» Task to complete
In the article on sleep among medical trainees, rewrite the passage from "Author Affiliations: Faculty" to "0000, Lebanon (Sana_chahine26@hotmail.com).", substituting "Byblos" for "Tripoli".

=== Text provided ===

The frequency of significant sleep disturbance among Lebanese University medical students and residents was found to be high. Academic year, night shifts, stress, fatigue, and hypnotic use were considered as factors associated with sleep disturbance. Medical trainees rated their sleep quality good when asked subjectively, which differed from what was reported based on the Pittsburgh Sleep Quality Index. These findings highlight the need to teach medical students about proper sleep hygiene and the harmful effects of insufficient sleep quantity. Therefore, educational programs are necessary to inform students about sleep hygiene and increase their awareness of it. Quality sleep is important for medical students during their clinical years, as it can affect their motivation and attentiveness when caring for patients. Furthermore, similar research as well studies exploring the specific triggers of poor sleep quality are needed in all medical universities.
Published Online: September 12, 2023. https://doi.org/10.4088/PCC.23m03492
© 2023 Physicians Postgraduate Press, Inc.
Prim Care Companion CNS Disord. 2023;25(5):23m03492
Submitted: January 21, 2023; accepted March 31, 2023.
To Cite: Chahine S, Kassem J, Wanna S, et al. Assessment of sleep among Lebanese university medical trainees during clinical years and association with shifts, psychological stress, and fatigue. Prim Care Companion CNS Disord. 2023;25(5):23m03492.
Author Affiliations: Faculty of Medical Sciences, Lebanese University, Beirut, Lebanon (Chahine, Kassem, Wanna, Almawy, Salameh); Faculty of Human Sciences, Lebanese University, Tripoli, Lebanon (Matar); Faculty of Public Health, Lebanese University, Tripoli, Lebanon (Matar); Lille University, School of Medicine, France (Matar); School of Medicine, Lebanese American University, Beirut, Lebanon (Salameh); Institut National de Santé Publique, Epidémiologie Clinique et Toxicology (INSPECT-LB), Beirut, Lebanon (Salameh); University of Nicosia Medical School, Nicosia, Cyprus (Salameh).
Corresponding Author: Sana Chahine, MD, Lebanese University-Faculty of Medical Sciences, Lebanon Koura Kafaraaka, Koura, 0000, Lebanon (Sana_chahine26@hotmail.com).
Relevant Financial Relationships: None.
- A high prevalence of significant sleep disturbance was found among Lebanese University medical students and residents during their clinical years.
- Academic year, night shifts, stress, fatigue, and hypnotic use were associated with sleep disturbance.
- This study provides valuable information for medical schools and policymakers to create programs and policies that support the mental health and well-being of medical students, as well as potentially improve their academic performance and overall quality of life.

=== Information shown ===

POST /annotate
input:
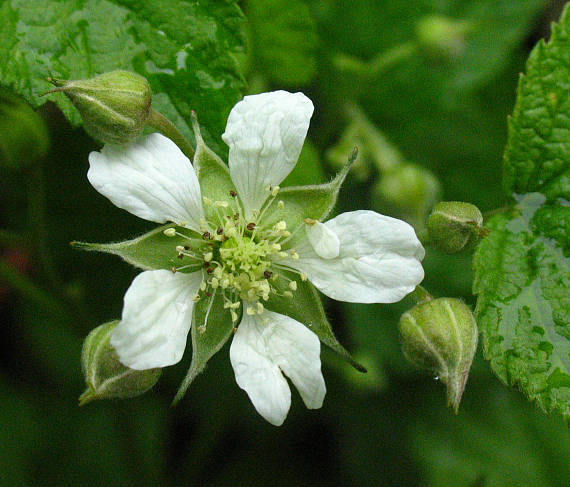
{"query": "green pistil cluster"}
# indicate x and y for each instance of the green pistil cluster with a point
(239, 256)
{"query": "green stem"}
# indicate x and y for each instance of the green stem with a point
(29, 290)
(167, 128)
(381, 62)
(420, 295)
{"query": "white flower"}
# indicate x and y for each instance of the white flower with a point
(359, 256)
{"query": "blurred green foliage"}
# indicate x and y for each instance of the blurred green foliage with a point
(448, 115)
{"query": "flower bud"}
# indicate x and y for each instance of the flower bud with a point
(454, 226)
(114, 106)
(442, 36)
(441, 335)
(407, 191)
(105, 375)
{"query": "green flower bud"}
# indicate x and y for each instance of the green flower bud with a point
(407, 191)
(454, 226)
(442, 36)
(24, 137)
(114, 106)
(105, 376)
(441, 335)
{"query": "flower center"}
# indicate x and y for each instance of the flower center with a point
(241, 259)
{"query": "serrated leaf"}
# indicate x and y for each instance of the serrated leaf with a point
(305, 306)
(283, 40)
(153, 250)
(537, 157)
(185, 50)
(206, 341)
(523, 306)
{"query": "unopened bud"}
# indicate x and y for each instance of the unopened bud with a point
(442, 36)
(407, 191)
(105, 375)
(114, 106)
(441, 335)
(454, 226)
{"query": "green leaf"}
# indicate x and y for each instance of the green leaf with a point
(537, 157)
(305, 306)
(497, 448)
(206, 341)
(523, 306)
(185, 50)
(153, 250)
(283, 40)
(300, 202)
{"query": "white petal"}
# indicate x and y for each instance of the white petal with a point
(151, 178)
(266, 345)
(378, 262)
(324, 241)
(265, 134)
(157, 314)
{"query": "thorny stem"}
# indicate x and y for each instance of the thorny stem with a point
(168, 129)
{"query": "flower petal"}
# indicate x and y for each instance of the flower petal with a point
(151, 178)
(378, 262)
(268, 344)
(157, 314)
(323, 240)
(265, 134)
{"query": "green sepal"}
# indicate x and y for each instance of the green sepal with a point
(205, 344)
(213, 174)
(150, 251)
(106, 377)
(305, 306)
(312, 201)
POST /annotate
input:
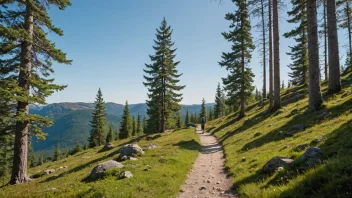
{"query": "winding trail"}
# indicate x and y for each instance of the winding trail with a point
(207, 177)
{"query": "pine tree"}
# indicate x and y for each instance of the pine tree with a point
(98, 123)
(116, 134)
(203, 111)
(276, 41)
(78, 147)
(24, 28)
(139, 125)
(333, 45)
(211, 114)
(179, 123)
(238, 83)
(315, 97)
(32, 158)
(271, 65)
(145, 125)
(187, 119)
(134, 126)
(109, 136)
(126, 124)
(57, 154)
(258, 10)
(299, 52)
(218, 102)
(161, 80)
(345, 14)
(41, 159)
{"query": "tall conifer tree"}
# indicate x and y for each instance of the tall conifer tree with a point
(109, 136)
(134, 126)
(98, 123)
(139, 125)
(187, 119)
(26, 58)
(299, 52)
(162, 78)
(238, 83)
(218, 102)
(203, 110)
(126, 123)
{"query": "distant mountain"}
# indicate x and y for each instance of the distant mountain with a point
(72, 122)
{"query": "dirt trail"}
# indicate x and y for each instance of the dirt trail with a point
(207, 177)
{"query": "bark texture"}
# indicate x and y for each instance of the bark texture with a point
(315, 97)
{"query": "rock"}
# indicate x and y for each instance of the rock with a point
(319, 139)
(108, 146)
(294, 112)
(292, 98)
(124, 158)
(99, 170)
(295, 129)
(324, 115)
(203, 188)
(149, 146)
(301, 147)
(131, 150)
(50, 189)
(311, 156)
(49, 171)
(126, 174)
(275, 163)
(63, 167)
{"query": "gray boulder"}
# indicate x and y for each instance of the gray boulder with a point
(99, 170)
(149, 146)
(108, 146)
(126, 174)
(311, 157)
(301, 147)
(49, 171)
(124, 158)
(275, 163)
(131, 150)
(295, 129)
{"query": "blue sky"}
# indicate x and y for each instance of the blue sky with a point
(110, 41)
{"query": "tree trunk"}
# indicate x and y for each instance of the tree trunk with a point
(264, 52)
(349, 29)
(241, 113)
(325, 44)
(315, 98)
(271, 67)
(277, 102)
(19, 169)
(334, 62)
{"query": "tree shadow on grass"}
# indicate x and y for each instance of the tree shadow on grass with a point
(260, 117)
(83, 166)
(332, 179)
(307, 119)
(189, 145)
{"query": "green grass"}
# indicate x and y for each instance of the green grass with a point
(260, 136)
(170, 163)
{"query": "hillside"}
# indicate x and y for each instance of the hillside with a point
(71, 122)
(168, 164)
(251, 142)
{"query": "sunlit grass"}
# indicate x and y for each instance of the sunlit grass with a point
(170, 163)
(255, 139)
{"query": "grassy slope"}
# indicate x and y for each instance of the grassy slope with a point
(170, 163)
(259, 137)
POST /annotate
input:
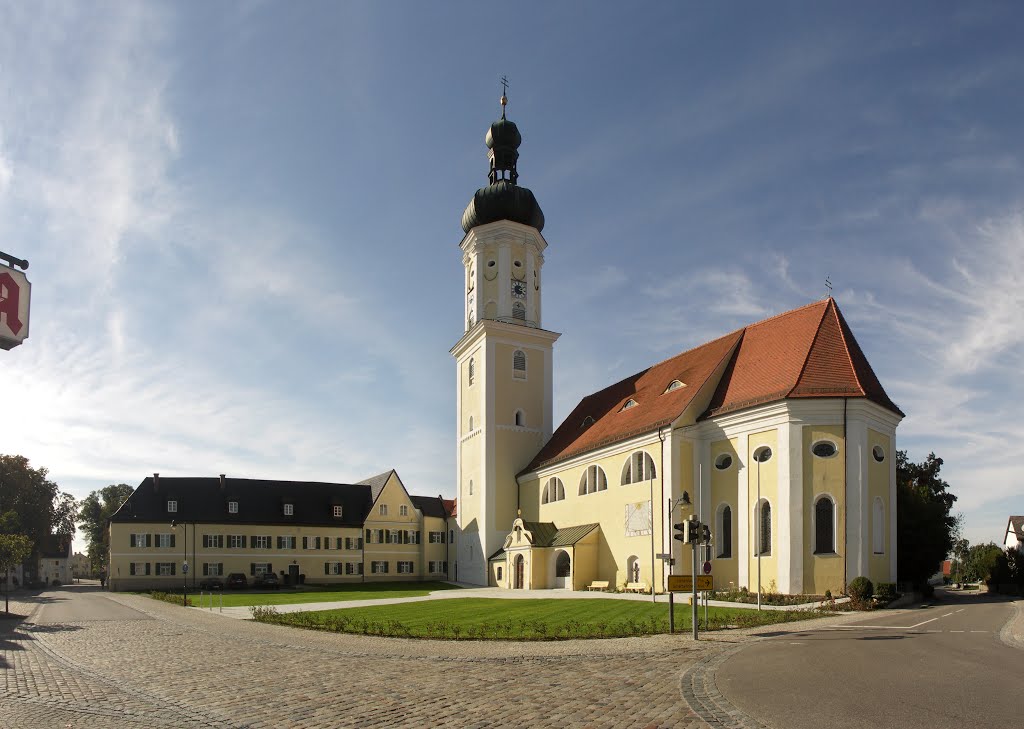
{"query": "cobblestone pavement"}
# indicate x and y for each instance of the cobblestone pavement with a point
(185, 668)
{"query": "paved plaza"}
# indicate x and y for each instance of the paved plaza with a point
(82, 657)
(88, 658)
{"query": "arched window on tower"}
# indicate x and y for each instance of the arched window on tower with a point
(519, 365)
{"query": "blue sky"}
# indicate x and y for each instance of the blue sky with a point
(243, 218)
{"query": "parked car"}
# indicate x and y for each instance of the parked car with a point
(267, 582)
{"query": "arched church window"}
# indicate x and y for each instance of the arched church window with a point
(519, 363)
(638, 467)
(824, 525)
(562, 565)
(593, 480)
(764, 527)
(725, 531)
(878, 526)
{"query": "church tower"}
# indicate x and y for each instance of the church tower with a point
(504, 358)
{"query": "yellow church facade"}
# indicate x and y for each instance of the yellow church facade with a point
(778, 435)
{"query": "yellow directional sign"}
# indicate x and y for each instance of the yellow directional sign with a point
(684, 583)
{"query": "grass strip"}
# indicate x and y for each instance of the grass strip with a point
(484, 618)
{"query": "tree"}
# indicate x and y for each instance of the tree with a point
(31, 504)
(982, 562)
(14, 549)
(94, 513)
(926, 531)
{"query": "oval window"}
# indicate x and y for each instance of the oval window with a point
(824, 448)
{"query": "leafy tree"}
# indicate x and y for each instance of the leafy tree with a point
(94, 512)
(926, 530)
(33, 505)
(982, 562)
(14, 549)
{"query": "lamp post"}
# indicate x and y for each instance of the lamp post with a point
(184, 562)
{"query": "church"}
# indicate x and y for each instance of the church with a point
(778, 435)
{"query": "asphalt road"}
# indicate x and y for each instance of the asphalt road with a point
(82, 604)
(941, 665)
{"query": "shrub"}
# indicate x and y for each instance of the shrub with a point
(886, 592)
(860, 591)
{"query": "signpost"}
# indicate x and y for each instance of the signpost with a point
(14, 294)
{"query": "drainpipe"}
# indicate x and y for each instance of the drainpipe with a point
(846, 501)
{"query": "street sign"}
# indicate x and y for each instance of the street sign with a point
(14, 294)
(684, 583)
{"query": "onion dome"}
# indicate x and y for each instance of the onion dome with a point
(503, 199)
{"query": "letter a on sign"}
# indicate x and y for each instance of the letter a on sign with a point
(14, 291)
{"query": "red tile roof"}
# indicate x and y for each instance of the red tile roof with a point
(806, 352)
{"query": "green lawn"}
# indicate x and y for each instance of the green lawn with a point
(520, 619)
(363, 591)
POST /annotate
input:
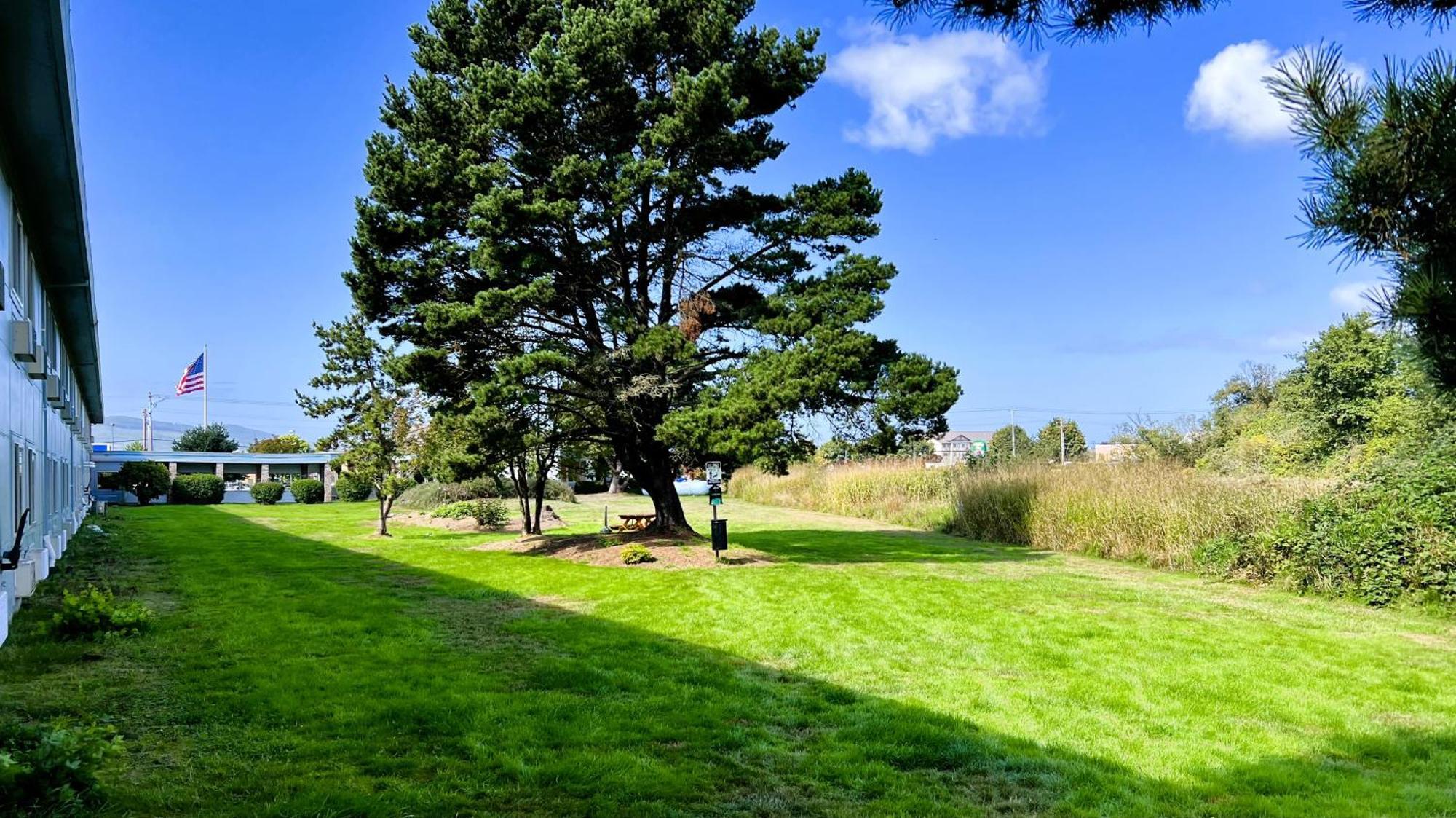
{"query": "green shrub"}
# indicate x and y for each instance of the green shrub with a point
(634, 554)
(46, 769)
(197, 489)
(353, 488)
(430, 495)
(487, 513)
(306, 489)
(267, 492)
(148, 479)
(94, 613)
(1382, 536)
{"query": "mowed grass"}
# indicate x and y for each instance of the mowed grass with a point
(304, 667)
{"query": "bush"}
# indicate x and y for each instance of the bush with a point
(94, 613)
(267, 492)
(308, 489)
(197, 489)
(427, 497)
(353, 488)
(148, 479)
(1382, 536)
(53, 768)
(636, 554)
(487, 513)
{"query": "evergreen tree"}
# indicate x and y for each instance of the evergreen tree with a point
(213, 437)
(560, 201)
(379, 421)
(1101, 19)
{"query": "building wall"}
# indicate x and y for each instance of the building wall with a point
(43, 459)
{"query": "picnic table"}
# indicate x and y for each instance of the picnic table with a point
(636, 522)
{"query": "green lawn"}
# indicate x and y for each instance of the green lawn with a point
(304, 667)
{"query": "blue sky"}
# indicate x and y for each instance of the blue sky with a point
(1077, 229)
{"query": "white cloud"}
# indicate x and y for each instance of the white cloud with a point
(943, 86)
(1355, 296)
(1230, 93)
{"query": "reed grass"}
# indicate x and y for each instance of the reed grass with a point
(1144, 513)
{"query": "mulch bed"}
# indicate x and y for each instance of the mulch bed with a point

===

» Response area
Author Affiliations: Faculty of Medical Sciences, Lebanese University, Beirut, Lebanon (Chahine, Kassem, Wanna, Almawy, Salameh); Faculty of Human Sciences, Lebanese University, Byblos, Lebanon (Matar); Faculty of Public Health, Lebanese University, Byblos, Lebanon (Matar); Lille University, School of Medicine, France (Matar); School of Medicine, Lebanese American University, Beirut, Lebanon (Salameh); Institut National de Santé Publique, Epidémiologie Clinique et Toxicology (INSPECT-LB), Beirut, Lebanon (Salameh); University of Nicosia Medical School, Nicosia, Cyprus (Salameh).
Corresponding Author: Sana Chahine, MD, Lebanese University-Faculty of Medical Sciences, Lebanon Koura Kafaraaka, Koura, 0000, Lebanon (Sana_chahine26@hotmail.com).